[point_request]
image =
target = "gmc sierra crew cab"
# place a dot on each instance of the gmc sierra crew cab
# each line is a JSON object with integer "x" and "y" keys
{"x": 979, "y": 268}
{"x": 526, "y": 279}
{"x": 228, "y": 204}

══════════

# TASK
Put every line of the material above into a JSON list of strings, with one string per line and no blank lines.

# WRITTEN ANSWER
[
  "[point_request]",
  "image =",
  "target = \"gmc sierra crew cab\"",
  "# place a dot on each instance of the gmc sierra crew cab",
  "# each line is a JSON object with integer \"x\" and \"y\" keys",
  "{\"x\": 979, \"y\": 268}",
  "{\"x\": 526, \"y\": 279}",
  "{\"x\": 228, \"y\": 204}"
]